> [GOAL] Rewrite everything in the material below, from the line containing "Expected: one pin per instance of the water, each" down to the end of the material, as a numbered list, omitting blank lines.

■ ■ ■ ■

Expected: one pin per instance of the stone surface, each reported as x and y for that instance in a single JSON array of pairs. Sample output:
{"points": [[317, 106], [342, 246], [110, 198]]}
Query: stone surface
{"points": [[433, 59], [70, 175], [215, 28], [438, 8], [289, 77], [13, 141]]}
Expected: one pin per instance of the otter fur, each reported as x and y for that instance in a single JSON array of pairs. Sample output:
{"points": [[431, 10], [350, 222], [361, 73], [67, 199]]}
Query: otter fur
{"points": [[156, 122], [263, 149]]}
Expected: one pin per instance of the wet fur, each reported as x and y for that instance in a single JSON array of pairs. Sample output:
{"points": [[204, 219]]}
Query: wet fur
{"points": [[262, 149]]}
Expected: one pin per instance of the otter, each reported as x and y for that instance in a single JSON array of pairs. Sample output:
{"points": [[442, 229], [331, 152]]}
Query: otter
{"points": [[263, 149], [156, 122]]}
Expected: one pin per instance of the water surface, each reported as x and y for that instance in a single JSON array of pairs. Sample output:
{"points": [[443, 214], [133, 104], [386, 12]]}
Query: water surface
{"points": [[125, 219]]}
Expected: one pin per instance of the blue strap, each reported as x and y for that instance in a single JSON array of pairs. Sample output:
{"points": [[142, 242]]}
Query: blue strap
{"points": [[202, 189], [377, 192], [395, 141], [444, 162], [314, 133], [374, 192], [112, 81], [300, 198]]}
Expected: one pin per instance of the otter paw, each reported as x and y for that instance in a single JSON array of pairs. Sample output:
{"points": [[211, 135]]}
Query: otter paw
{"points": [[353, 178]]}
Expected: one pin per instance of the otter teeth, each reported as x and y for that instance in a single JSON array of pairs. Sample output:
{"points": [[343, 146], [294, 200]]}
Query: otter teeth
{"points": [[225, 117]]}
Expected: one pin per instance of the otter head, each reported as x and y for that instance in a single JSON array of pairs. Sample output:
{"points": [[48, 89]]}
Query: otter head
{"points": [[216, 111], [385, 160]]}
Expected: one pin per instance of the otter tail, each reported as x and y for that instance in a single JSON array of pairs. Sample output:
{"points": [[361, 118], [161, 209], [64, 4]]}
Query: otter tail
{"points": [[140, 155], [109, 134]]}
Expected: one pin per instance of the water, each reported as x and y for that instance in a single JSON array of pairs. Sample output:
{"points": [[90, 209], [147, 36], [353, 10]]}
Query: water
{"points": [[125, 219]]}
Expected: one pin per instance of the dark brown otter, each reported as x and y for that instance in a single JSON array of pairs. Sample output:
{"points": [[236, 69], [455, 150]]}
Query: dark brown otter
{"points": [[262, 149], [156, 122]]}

■ ■ ■ ■

> [EXERCISE OUTPUT]
1. Expected: one pin per instance of the water, each reported as x and y for that instance in a single JSON array of pairs. Sample output:
2. {"points": [[90, 209], [147, 36], [353, 10]]}
3. Query: water
4. {"points": [[125, 219]]}
5. Expected: one pin per instance of the dark brown otter, each reported as x and y for that instance in a single JSON array of pairs. Sample output:
6. {"points": [[236, 69], [455, 150]]}
7. Query: dark brown otter
8. {"points": [[262, 149], [156, 122]]}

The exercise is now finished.